## HINWEISE ZUR AUFGABE
Gib aus dem Text über Bienen und Zeidlerei alles von „Die Zeidlerei hat“ bis hinunter zu „Lösungsmöglichkeiten zu verstehen.“ unverändert zurück.

## BEREITGESTELLTER AUSZUG
______

Vergessen wir bei alldem nicht, was die Natur uns über 30 Millionen Jahre vorgemacht hat, was Imker heute in der Praxis aufzeigen und was wissenschaftliche Studien beweisen: Die Biene ist extrem anpassungsfähig. Und sie kann sich sehr schnell anpassen. Sie ist in der Lage, mit der Varroa in einem Gleichgewicht zu leben. Wir brauchen nicht auf Wunder zu warten, sondern müssen der Biene den notwendigen Lebensraum geben, sich selbständig anpassen zu können.
Die Zeidlerei hat einen ganz anderen wichtigen Aspekt, denn sie zeigt dem Imker die Unterschiede zwischen naturnah lebenden und extensiv/intensiv betriebenen Bienenvölkern unserer Imkerei auf (siehe Imkermethoden nach http://www.freethebees.ch). Das Bewusstsein der Imker für natürliche Abläufe und widernatürliche Eingriffe mitsamt deren Auswirkungen wird gefördert. Und damit deren Analysefähigkeit der aktuellen Situation und deren Fähigkeit, praktikable und nachhaltige Lösungsmöglichkeiten zu verstehen.

______

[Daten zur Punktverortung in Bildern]
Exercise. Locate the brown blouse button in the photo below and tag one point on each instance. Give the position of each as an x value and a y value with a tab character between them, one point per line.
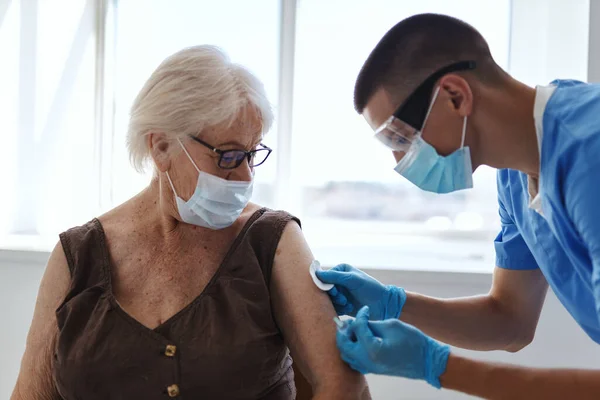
170	350
173	390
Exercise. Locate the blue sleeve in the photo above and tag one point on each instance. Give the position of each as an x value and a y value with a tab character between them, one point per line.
582	201
511	250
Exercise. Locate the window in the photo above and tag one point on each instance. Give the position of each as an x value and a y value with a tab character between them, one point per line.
47	98
77	66
352	189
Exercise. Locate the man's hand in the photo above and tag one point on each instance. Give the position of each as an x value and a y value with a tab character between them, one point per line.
392	347
355	289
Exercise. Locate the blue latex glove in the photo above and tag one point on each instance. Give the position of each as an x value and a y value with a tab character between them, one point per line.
354	289
391	347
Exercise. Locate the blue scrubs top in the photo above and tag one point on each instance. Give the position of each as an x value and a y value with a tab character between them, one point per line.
565	242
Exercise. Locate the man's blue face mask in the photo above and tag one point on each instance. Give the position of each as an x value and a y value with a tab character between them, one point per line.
421	164
428	170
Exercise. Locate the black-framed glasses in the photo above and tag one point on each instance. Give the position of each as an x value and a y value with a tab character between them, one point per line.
230	159
399	131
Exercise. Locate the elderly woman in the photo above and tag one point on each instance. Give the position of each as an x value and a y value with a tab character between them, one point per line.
187	290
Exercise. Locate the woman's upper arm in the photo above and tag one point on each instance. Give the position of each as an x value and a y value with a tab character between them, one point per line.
35	377
305	316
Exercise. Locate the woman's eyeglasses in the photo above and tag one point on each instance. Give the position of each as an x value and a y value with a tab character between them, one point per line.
230	159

______

## AUSGABE
Die Zeidlerei hat einen ganz anderen wichtigen Aspekt, denn sie zeigt dem Imker die Unterschiede zwischen naturnah lebenden und extensiv/intensiv betriebenen Bienenvölkern unserer Imkerei auf (siehe Imkermethoden nach http://www.freethebees.ch). Das Bewusstsein der Imker für natürliche Abläufe und widernatürliche Eingriffe mitsamt deren Auswirkungen wird gefördert. Und damit deren Analysefähigkeit der aktuellen Situation und deren Fähigkeit, praktikable und nachhaltige Lösungsmöglichkeiten zu verstehen.